**What to produce**
From the data below, copy each line that includes the word "photograph".
· · · · ·
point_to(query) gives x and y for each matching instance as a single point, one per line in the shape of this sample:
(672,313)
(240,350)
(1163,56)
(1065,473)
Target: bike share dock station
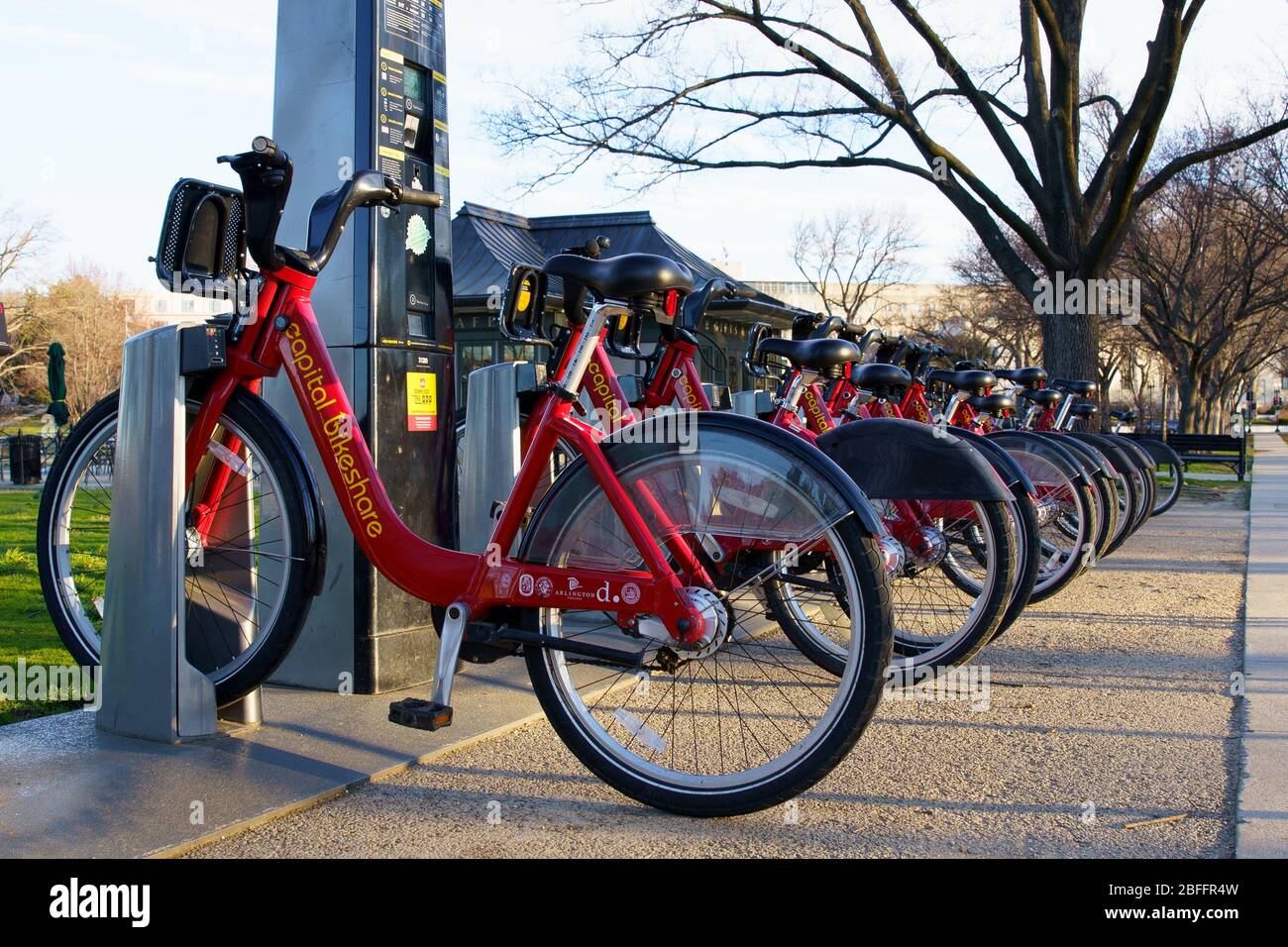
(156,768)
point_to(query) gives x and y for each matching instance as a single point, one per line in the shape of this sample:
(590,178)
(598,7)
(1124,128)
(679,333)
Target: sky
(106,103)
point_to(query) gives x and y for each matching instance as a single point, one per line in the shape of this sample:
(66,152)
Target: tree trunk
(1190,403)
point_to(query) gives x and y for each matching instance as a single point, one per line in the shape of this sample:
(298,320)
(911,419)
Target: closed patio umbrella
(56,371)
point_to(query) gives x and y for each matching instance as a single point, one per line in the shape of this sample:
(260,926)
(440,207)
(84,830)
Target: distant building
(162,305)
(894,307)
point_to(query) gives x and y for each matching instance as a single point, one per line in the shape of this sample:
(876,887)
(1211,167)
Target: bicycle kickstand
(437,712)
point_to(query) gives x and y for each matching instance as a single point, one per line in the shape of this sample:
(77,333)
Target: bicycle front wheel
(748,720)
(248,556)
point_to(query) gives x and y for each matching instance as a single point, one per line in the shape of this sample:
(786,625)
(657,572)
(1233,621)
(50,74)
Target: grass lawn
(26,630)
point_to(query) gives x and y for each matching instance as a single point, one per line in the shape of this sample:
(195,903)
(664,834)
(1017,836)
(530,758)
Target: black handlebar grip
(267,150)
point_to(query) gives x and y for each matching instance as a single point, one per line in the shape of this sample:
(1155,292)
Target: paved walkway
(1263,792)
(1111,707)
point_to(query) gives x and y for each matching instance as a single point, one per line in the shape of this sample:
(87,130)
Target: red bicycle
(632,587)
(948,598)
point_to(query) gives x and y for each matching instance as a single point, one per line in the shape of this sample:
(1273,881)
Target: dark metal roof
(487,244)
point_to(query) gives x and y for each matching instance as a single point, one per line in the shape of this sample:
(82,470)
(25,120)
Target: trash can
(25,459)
· · · · ·
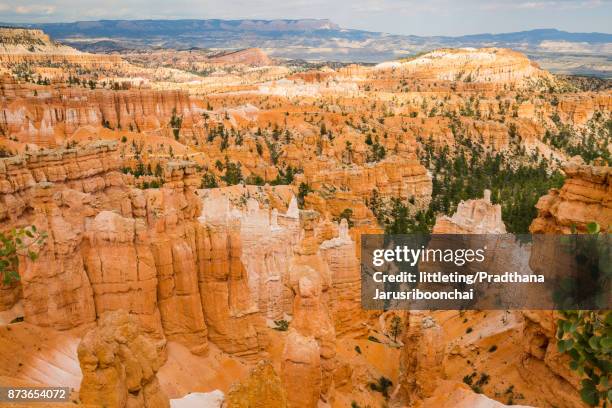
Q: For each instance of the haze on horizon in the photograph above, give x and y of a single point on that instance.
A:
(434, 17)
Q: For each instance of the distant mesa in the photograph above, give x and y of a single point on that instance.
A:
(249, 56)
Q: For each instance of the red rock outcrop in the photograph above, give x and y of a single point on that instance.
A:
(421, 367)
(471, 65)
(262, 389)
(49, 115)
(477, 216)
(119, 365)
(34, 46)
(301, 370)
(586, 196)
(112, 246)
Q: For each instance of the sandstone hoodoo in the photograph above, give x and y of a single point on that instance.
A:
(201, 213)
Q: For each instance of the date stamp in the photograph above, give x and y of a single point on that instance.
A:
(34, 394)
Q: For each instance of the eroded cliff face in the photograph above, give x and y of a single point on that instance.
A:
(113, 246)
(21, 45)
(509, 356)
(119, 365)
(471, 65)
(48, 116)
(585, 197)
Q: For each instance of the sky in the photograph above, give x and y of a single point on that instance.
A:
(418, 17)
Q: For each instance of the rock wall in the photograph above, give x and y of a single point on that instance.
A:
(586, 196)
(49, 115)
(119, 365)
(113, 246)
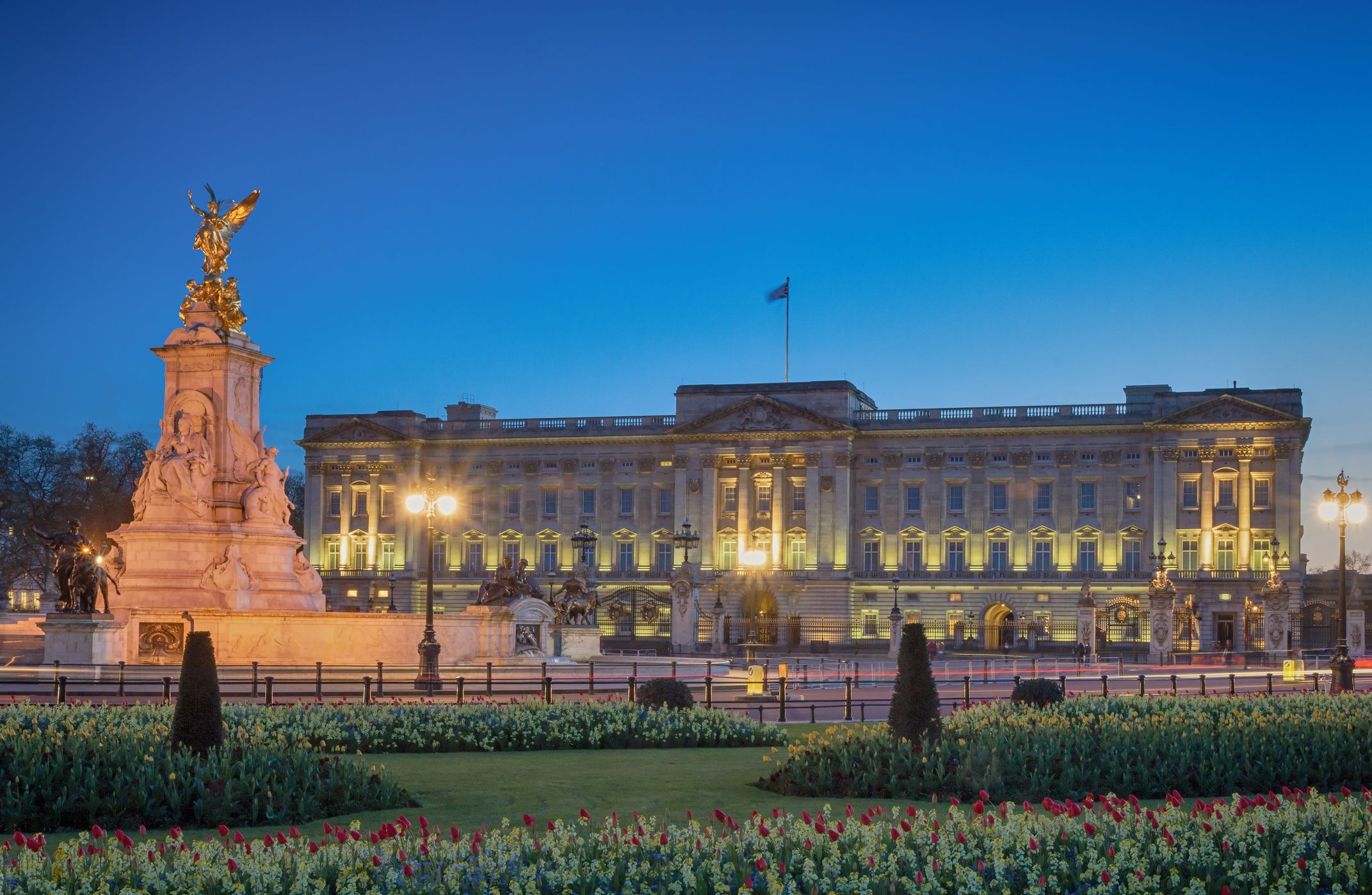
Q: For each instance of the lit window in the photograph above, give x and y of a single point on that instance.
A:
· · · · ·
**Your solution**
Q: For each instance of the haze on horizon in the photograph above, give x and y of a single point on that instance.
Q: For each instance of the distant mesa in the photograph above, give x and y of a single point on that instance.
Q: For each instance of the red rock outcrop in the photograph above, give x and y of a single point on that instance.
Q: For each instance of the sandstone hoodoo in the photograph above, give x and y of a single point on that instance.
Q: For each instance of the date stamp in the photograph above, give x and y of a single point on that instance.
Q: For each instance of the eroded cliff face in the photograph above, give x and y of a single point on that instance.
Q: For each instance of the sky in the photograph above, give x and y of a single point on that instance.
Q: For each instance of the rock wall in the photograph above, give x and y of a single point on that instance.
Q: For each instance of the lit window in the photograph above, give x and y of a single point on that instance.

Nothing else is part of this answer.